#### Text passage ####

All four data sets (RP HESI+ , RP HESI− , HILIC HESI+ , HILIC HESI−) were normalised after the acquisition by probabilistic quotient normalization (PQN)63 in order to correct differences in urine dilution.

Multivariate and univariate statistical analysis

The output table containing filtered metabolic features was exported to Simca® 17 (Umetrics, Umea, Sweden); data were mean centered and Pareto scaled for multivariate analysis by principal component analysis (PCA) to identify outliers (samples which are extremely different from the rest of the data set). Afterwards, to identify differences between specific sample groups (i.e. vehicle vs treated mice) orthogonal partial least squares discriminant analysis (OPLS-DA) as a supervised multivariate approach was used to study the contribution of the variables to groups separation. Validity of the obtained OPLS-DA model and its ability to predict class membership was evaluated based on R2Y (> 0.5), Q2 (> 0.5), CVAnova (p < 0.05) permutations testing (n = 100) and VIP values (> 1.0). The S-plots were used to highlight the metabolic features with the greatest influence on the separation between groups; the ions of interest to be at different levels between the sample groups were analysed using a paired T-test (GraphPAD Prism). In a following step, with the aim of reducing inter-individual variability and highlight sex differences in metabolome alterations, each mouse was used as its own control by subtracting for each compound the normalized peak area in the vehicle sample from the normalized peak areas in the same animal after drug administration. PCA was used to elucidate how differences like sex, or collection time, could alter the metabolomic fingerprint.

Feature identification

Relevant features were searched on mzCloud, ChemSpider as well as in the online database Human metabolome database64. A putative identification was achieved upon physicochemical properties (monoisotopic exact mass, isotopic pattern) and by correspondence with mass spectra (MS/MS fragments) of available libraries.

#### Record set ####

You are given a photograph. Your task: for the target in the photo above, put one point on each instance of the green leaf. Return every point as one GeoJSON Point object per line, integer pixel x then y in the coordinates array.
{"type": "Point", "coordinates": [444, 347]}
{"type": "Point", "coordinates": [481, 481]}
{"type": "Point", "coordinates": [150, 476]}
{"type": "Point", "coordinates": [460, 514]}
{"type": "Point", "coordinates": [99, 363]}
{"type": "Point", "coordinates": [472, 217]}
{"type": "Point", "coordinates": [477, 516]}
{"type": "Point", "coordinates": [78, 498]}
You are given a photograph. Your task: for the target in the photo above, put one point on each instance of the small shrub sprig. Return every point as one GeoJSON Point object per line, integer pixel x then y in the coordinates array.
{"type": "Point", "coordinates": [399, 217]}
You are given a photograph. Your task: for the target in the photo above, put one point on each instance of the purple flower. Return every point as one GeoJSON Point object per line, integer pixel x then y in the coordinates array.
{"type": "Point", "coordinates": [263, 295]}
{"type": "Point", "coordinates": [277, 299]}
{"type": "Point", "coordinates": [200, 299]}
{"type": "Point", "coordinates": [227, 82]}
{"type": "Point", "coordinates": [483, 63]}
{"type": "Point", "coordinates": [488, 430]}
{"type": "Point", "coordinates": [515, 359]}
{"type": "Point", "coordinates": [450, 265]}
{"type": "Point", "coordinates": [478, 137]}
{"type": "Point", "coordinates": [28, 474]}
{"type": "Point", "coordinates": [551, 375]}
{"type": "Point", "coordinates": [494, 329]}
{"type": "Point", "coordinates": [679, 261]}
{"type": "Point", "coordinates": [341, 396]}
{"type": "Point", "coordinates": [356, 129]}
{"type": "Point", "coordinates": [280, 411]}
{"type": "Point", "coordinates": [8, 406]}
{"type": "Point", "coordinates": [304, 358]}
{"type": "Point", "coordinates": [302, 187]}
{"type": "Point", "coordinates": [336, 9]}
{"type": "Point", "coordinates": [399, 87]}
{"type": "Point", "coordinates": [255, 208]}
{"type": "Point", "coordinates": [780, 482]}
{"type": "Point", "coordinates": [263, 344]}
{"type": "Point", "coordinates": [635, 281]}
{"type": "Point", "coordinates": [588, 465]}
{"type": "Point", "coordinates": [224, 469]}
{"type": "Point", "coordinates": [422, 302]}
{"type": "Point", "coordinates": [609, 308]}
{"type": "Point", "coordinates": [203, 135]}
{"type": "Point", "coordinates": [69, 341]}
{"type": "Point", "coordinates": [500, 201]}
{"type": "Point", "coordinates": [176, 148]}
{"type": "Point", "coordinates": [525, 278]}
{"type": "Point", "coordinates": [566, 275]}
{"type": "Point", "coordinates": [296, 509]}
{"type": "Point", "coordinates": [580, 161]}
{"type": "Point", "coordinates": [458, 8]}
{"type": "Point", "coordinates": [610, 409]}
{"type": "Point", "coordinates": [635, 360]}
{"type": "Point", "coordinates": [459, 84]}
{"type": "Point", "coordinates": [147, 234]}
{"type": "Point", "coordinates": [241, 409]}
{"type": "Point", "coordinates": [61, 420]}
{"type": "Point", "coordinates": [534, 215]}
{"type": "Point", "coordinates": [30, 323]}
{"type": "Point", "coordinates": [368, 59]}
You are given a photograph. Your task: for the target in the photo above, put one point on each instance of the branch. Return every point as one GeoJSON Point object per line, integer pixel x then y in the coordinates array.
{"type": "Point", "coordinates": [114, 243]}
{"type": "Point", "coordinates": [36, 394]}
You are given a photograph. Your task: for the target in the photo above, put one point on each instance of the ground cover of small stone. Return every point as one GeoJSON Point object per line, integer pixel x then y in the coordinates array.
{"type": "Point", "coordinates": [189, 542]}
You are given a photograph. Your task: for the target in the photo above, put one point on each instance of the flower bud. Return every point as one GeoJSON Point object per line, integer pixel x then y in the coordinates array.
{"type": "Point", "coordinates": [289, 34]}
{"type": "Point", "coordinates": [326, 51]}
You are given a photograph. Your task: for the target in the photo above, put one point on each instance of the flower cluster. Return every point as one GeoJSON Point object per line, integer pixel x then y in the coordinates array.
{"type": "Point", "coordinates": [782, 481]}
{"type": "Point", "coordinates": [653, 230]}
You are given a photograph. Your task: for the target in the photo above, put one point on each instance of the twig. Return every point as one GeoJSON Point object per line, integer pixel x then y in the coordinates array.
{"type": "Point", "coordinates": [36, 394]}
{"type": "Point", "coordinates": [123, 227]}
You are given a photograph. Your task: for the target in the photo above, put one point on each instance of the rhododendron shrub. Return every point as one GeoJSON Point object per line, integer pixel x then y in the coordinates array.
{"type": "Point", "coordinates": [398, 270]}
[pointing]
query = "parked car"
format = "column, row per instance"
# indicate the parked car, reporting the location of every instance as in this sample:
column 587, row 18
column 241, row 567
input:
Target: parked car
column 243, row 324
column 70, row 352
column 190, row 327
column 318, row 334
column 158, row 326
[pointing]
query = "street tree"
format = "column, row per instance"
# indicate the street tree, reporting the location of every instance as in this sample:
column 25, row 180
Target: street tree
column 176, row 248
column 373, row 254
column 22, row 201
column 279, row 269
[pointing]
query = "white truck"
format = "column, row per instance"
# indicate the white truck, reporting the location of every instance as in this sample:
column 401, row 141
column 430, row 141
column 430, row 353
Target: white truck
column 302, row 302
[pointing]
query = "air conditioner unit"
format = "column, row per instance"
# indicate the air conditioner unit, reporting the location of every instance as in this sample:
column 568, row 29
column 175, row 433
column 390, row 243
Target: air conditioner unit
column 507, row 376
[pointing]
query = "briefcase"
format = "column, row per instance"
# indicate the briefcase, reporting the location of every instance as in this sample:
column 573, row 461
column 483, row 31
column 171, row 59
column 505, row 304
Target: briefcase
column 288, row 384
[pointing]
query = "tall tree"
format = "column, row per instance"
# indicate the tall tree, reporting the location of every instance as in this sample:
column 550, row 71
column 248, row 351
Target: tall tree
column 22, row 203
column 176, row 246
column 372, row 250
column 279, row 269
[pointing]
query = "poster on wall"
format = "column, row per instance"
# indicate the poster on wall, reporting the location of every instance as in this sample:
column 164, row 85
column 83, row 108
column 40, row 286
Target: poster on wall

####

## Check your understanding
[1] In the metabolomics methods text, which software received the exported table of filtered metabolic features?
[2] Please rewrite the metabolomics methods text starting at the words "All four data" and stopping after "in urine dilution.", with "quantile normalization" in place of "probabilistic quotient normalization".
[3] List the criteria the metabolomics methods text uses to evaluate the validity of the OPLS-DA model.
The items have no role in this work.

## List of solutions
[1] Simca® 17 (Umetrics, Umea, Sweden).

[2]
All four data sets (RP HESI+ , RP HESI− , HILIC HESI+ , HILIC HESI−) were normalised after the acquisition by quantile normalization (PQN)63 in order to correct differences in urine dilution.

[3] R2Y (> 0.5), Q2 (> 0.5), CVAnova (p < 0.05), permutations testing (n = 100), VIP values (> 1.0)